DATA.
==============================

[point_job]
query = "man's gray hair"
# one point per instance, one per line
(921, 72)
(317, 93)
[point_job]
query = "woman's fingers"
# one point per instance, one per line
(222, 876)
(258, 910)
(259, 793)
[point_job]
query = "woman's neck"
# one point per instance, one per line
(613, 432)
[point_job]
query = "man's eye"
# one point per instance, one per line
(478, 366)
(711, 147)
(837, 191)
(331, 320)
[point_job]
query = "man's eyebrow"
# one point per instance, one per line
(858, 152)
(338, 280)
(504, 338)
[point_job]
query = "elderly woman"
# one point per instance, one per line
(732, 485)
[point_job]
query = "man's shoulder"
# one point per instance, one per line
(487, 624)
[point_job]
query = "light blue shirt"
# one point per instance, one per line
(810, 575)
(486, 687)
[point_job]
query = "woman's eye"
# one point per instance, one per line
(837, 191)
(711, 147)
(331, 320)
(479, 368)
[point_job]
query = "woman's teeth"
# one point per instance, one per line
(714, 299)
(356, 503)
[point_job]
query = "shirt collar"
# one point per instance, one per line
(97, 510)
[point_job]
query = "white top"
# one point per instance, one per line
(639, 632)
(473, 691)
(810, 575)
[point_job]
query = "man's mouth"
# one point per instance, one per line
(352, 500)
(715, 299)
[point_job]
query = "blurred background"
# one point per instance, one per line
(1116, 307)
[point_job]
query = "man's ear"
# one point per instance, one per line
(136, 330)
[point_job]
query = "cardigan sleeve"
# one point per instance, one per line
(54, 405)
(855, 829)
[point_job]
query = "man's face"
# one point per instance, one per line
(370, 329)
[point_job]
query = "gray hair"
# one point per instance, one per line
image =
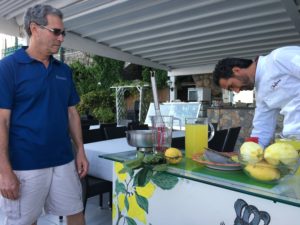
(37, 14)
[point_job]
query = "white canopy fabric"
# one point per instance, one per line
(181, 36)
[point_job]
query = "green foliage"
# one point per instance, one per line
(103, 114)
(98, 103)
(93, 84)
(108, 71)
(161, 77)
(84, 78)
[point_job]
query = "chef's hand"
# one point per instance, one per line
(82, 164)
(9, 185)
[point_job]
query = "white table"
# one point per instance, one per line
(102, 168)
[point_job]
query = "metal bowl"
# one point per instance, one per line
(140, 138)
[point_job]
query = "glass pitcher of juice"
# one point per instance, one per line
(196, 135)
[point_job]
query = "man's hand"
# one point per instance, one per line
(82, 164)
(9, 185)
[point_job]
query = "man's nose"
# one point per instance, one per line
(61, 38)
(236, 90)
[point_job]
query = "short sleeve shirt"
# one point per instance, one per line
(38, 98)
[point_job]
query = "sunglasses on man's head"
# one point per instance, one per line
(55, 31)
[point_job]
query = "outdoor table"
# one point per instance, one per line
(102, 168)
(191, 193)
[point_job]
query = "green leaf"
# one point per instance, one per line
(160, 167)
(143, 177)
(133, 164)
(164, 181)
(140, 155)
(126, 203)
(130, 221)
(126, 169)
(120, 187)
(148, 158)
(142, 202)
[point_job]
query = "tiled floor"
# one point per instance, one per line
(93, 215)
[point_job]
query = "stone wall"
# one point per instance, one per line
(205, 80)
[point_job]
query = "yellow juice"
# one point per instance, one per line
(196, 139)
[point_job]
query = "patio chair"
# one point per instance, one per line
(93, 135)
(218, 141)
(114, 132)
(231, 138)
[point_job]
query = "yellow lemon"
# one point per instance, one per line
(235, 158)
(173, 155)
(262, 171)
(281, 152)
(251, 152)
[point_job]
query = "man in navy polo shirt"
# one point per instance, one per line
(37, 118)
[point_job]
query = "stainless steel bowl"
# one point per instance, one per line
(140, 138)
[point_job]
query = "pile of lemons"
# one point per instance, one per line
(270, 164)
(173, 155)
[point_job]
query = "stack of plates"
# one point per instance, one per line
(217, 160)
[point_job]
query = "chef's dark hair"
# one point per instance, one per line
(37, 14)
(224, 67)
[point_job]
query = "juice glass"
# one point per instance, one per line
(196, 135)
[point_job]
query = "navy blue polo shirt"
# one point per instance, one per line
(38, 98)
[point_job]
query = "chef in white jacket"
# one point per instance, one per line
(276, 78)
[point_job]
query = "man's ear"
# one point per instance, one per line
(236, 70)
(33, 28)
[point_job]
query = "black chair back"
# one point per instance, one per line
(233, 134)
(115, 132)
(93, 135)
(218, 141)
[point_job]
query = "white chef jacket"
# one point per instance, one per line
(277, 83)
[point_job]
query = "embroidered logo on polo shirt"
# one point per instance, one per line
(275, 84)
(60, 77)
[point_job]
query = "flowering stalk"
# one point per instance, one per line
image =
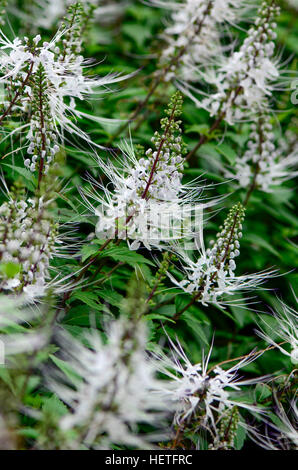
(243, 82)
(263, 164)
(213, 274)
(28, 242)
(203, 399)
(145, 188)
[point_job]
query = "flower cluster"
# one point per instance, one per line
(28, 239)
(202, 396)
(287, 330)
(117, 388)
(263, 163)
(245, 81)
(44, 81)
(193, 37)
(212, 275)
(147, 188)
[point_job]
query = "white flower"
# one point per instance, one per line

==============================

WORK REQUEST. Restate the data above verbatim, skipping every image.

TASK ANSWER.
[point_job]
query = "man's gray hair"
# one point per instance, one per line
(921, 72)
(317, 93)
[point_job]
query = "woman's fingers"
# one point per instance, one per line
(222, 876)
(258, 910)
(259, 793)
[point_job]
query = "woman's neck"
# one point per instance, one per line
(613, 432)
[point_job]
query = "man's eye"
# one point per instance, one per line
(478, 366)
(711, 147)
(837, 191)
(331, 320)
[point_job]
query = "man's eyebrow"
# one point per instance, one per line
(858, 152)
(338, 280)
(504, 338)
[point_job]
query = "elderly woman"
# one point per instance, one per line
(732, 485)
[point_job]
query = "man's shoulder"
# one point per instance, one per line
(487, 624)
[point_job]
query = "light blue shirt"
# one point per instance, one per line
(810, 575)
(486, 687)
[point_job]
query = "woman's eye"
# one point per instance, one per line
(837, 191)
(711, 147)
(331, 320)
(479, 368)
[point_job]
query = "woman's teeth"
# one point per instance, one per line
(714, 299)
(356, 503)
[point_job]
query = "shirt collar"
# one point per instance, one per line
(97, 510)
[point_job]
query = "white top"
# one point per instance, one per line
(639, 632)
(473, 691)
(810, 575)
[point_job]
query = "man's mouth"
# one point per instance, one per line
(352, 500)
(715, 299)
[point_job]
query = "blurred background"
# one point per instance, one per line
(1116, 307)
[point_job]
query = "man's ear"
# one point per instance, one per line
(136, 330)
[point_job]
query = "cardigan sleeve"
# one point per instance, one per line
(54, 405)
(855, 829)
[point_job]
query = "man's face"
# one point per instance, one per line
(370, 329)
[point_job]
query = "gray hair"
# one point per instance, one per line
image =
(37, 14)
[point_job]
query = "white canopy fabric"
# one point per instance, one per line
(181, 36)
[point_job]
query = "green foliage"
# one point per instance, one per line
(103, 114)
(98, 103)
(93, 84)
(108, 71)
(161, 77)
(84, 78)
[point_job]
query = "chef's hand"
# one point per instance, one per line
(82, 164)
(9, 185)
[point_job]
query = "white table"
# one point per instance, one per line
(102, 168)
[point_job]
query = "metal bowl"
# one point per instance, one per line
(140, 138)
[point_job]
query = "glass pitcher of juice"
# one point per instance, one per line
(196, 135)
[point_job]
query = "man's hand"
# one point per instance, one per line
(82, 164)
(9, 185)
[point_job]
query = "man's nose"
# one point per instance, one per line
(61, 38)
(236, 90)
[point_job]
query = "short sleeve shirt"
# one point per instance, one per line
(38, 98)
[point_job]
query = "sunglasses on man's head"
# one point per instance, one per line
(55, 31)
[point_job]
query = "outdoor table"
# one point per instance, one per line
(102, 168)
(191, 193)
[point_job]
query = "green leaf"
# one point per instance, one per line
(160, 167)
(143, 177)
(133, 164)
(164, 181)
(140, 155)
(126, 203)
(130, 221)
(126, 169)
(120, 187)
(148, 158)
(142, 202)
[point_job]
query = "tiled floor"
# one point per instance, one per line
(93, 215)
[point_job]
query = "stone wall"
# one point per instance, one per line
(205, 80)
[point_job]
query = "yellow juice"
# one point per instance, one per line
(196, 139)
[point_job]
query = "patio chair"
# one point per instance, one per line
(93, 135)
(218, 141)
(114, 132)
(231, 138)
[point_job]
query = "yellow lemon"
# one point per instance, one per line
(235, 158)
(173, 155)
(262, 171)
(281, 152)
(251, 152)
[point_job]
query = "man in navy polo shirt"
# one point per instance, one per line
(37, 118)
[point_job]
query = "stainless steel bowl"
# one point per instance, one per line
(140, 138)
[point_job]
query = "pile of lemons"
# one point per instance, one per line
(270, 164)
(173, 155)
[point_job]
query = "stack of plates"
# one point per instance, one per line
(217, 160)
[point_job]
query = "chef's dark hair"
# one point per instance, one per line
(37, 14)
(224, 67)
[point_job]
query = "juice glass"
# one point per instance, one per line
(196, 135)
[point_job]
query = "navy blue polo shirt"
# one point per instance, one per line
(38, 98)
[point_job]
query = "chef in white jacket"
# one point per instance, one per line
(276, 78)
[point_job]
query = "man's ear"
# one point per instance, one per line
(236, 70)
(33, 28)
[point_job]
query = "black chair back"
# one point per instance, one per line
(233, 134)
(115, 132)
(93, 135)
(218, 141)
[point_job]
query = "white chef jacket"
# one point per instance, one per line
(277, 83)
[point_job]
query = "embroidered logo on polo shirt"
# one point per instance, one per line
(275, 84)
(60, 77)
[point_job]
query = "flowering stalk"
# one point per instance, one per line
image =
(243, 82)
(263, 164)
(213, 274)
(28, 242)
(203, 399)
(145, 188)
[point_job]
query = "flower cluster"
# one point per instance, one per line
(28, 239)
(202, 396)
(287, 330)
(117, 388)
(263, 163)
(245, 81)
(44, 81)
(193, 37)
(212, 275)
(147, 188)
[point_job]
query = "white flower"
# one point per instance, one per line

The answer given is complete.